• [EXERCISE BRIEF]: The complete set of records should be given again verbatim.

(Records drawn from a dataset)

'''

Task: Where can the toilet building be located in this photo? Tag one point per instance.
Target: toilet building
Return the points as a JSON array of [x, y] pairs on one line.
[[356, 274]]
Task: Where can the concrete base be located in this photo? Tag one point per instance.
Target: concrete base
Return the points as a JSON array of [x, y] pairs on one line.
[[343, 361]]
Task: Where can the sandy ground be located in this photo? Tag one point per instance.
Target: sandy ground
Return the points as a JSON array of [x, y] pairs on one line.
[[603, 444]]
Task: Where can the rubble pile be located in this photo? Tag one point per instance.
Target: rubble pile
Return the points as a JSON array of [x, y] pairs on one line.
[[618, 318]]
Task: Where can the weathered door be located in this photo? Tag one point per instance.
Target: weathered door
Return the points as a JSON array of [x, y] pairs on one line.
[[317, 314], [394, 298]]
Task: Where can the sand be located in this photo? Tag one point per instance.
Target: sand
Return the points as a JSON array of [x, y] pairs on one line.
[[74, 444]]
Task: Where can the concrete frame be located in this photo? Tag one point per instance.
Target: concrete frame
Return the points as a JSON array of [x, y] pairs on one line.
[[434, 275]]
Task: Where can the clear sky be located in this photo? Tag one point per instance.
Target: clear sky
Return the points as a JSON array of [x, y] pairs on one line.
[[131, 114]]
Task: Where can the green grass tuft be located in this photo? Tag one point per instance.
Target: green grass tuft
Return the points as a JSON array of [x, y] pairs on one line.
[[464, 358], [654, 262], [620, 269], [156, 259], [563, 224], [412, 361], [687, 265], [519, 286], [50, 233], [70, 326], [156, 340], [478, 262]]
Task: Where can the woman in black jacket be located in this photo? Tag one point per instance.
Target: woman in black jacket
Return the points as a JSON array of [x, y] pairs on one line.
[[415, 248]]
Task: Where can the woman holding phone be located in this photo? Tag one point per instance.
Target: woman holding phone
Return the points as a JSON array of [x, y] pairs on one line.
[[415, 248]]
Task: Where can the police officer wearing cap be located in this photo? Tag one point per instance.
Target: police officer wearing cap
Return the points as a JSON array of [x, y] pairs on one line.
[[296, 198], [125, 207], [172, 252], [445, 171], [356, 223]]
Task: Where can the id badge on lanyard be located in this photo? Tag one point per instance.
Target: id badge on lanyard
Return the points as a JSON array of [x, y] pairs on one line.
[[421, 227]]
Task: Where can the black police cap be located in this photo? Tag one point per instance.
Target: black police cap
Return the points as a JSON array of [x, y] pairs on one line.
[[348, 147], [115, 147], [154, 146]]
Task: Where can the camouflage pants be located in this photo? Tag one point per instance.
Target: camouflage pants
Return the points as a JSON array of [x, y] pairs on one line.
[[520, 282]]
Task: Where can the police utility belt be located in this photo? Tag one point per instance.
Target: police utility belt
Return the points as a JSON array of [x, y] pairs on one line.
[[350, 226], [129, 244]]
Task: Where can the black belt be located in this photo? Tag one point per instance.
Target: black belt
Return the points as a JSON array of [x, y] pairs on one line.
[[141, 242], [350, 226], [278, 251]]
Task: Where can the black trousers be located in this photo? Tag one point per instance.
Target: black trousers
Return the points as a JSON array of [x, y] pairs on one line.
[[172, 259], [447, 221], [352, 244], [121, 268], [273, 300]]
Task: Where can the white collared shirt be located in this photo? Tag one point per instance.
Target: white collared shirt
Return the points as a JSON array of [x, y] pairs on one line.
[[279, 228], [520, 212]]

'''

• [OUTPUT OF THE EXERCISE]:
Task: Where can the toilet building be located in this photo? Tag one point per instance.
Target: toilet building
Return the points as a JSON array of [x, y] pairs on one line.
[[356, 274]]
Task: Where can the concrete base be located in this photo? Tag one point per instance.
Target: concrete base
Return the points as a JSON array of [x, y] pairs on one line.
[[343, 361]]
Task: Where can the sandy ground be located in this photo? Tag one point per instance.
Target: sandy ground
Return the points as a JSON array of [x, y] pairs on one line.
[[603, 444]]
Task: Where can the rubble pile be located in this photo? Tag one point per instance.
Target: rubble pile
Return the points as a JSON array of [x, y] pairs on one line.
[[618, 318]]
Task: Where can the weathered door be located in this photo? Tag one point per instance.
Target: weathered door
Return the points as a JSON array of [x, y] pairs on one line.
[[317, 314], [394, 298]]
Task: Where can the sand be located in this photo? Tag one point per instance.
Target: sand
Return the points as a JSON array of [x, y] pairs on one line.
[[74, 444]]
Task: Where can the concrete frame be located in this photo? Tag one point per instance.
Target: concrete frame
Return the points as a JSON array of [x, y] pairs on one line.
[[434, 275]]
Task: Where can the clear sky be located in this photo? Tag one point per instance.
Target: clear sky
Return the points as a JSON array of [x, y] pairs on one line.
[[131, 114]]
Task: Where can the green grass tuft be located in this photo? Tag one point per instance.
Target: green grass tuft
Return the points as a JSON array of [x, y] pairs on one line.
[[464, 358], [654, 262], [620, 269], [156, 259], [563, 224], [412, 361], [687, 265], [519, 286], [50, 233], [70, 326], [156, 340], [478, 262]]
Task: Where can the woman in black jacket be located in this photo? Tag one point per instance.
Target: woman in black jacket
Return the points as a JSON array of [x, y] pairs on one line.
[[415, 248]]
Task: Where can the woman holding phone be located in this photo? Tag one point per instance.
Target: woman holding phone
Return the points as a JSON array of [x, y] pairs on one line.
[[415, 248]]
Task: Where can the police officer wearing cap be located in this photo? Tag one point per instance.
Target: police officer wearing cap
Return the points as a JSON array of [x, y] pairs on one line.
[[296, 198], [125, 207], [172, 252], [445, 171], [356, 223]]
Task: Where can the id badge on lanyard be located in this photo? Tag one point per instance.
Target: id badge on lanyard
Return the points as a JSON array of [x, y] pairs on one line.
[[421, 227]]
Task: Where can the black police cap be located in this photo? Tag one point per instance.
Target: black police cap
Return the points as a JSON array of [x, y] pairs on one line.
[[348, 147], [115, 147], [154, 146]]
Task: Where can the camouflage pants be located in this photo? Tag one point per instance.
Target: camouflage pants
Return the points as a JSON array of [x, y] pairs on one line.
[[520, 282]]
Task: Where can the police utility belt be located in this photo? Tag one point per instance.
Target: police utility belt
Return the points as a JSON array of [x, y] pairs on one line.
[[350, 226], [129, 244]]
Task: Where can the black belt be located in this photo? Tag one point per instance.
Target: black belt
Return the points as a JSON array of [x, y] pairs on one line.
[[141, 242], [350, 226], [278, 251]]
Task: Where can the black trousers be located in this photo? Tag one point per instance.
Target: black trousers
Return the points as a JSON array of [x, y] pairs on one line.
[[172, 259], [447, 221], [352, 244], [121, 268], [273, 300]]
Task: Where can the white collared shirt be located in this photo? Tag one point per instance.
Target: white collared shirt
Return the points as a JSON array of [x, y] pairs on one line.
[[279, 228], [520, 212]]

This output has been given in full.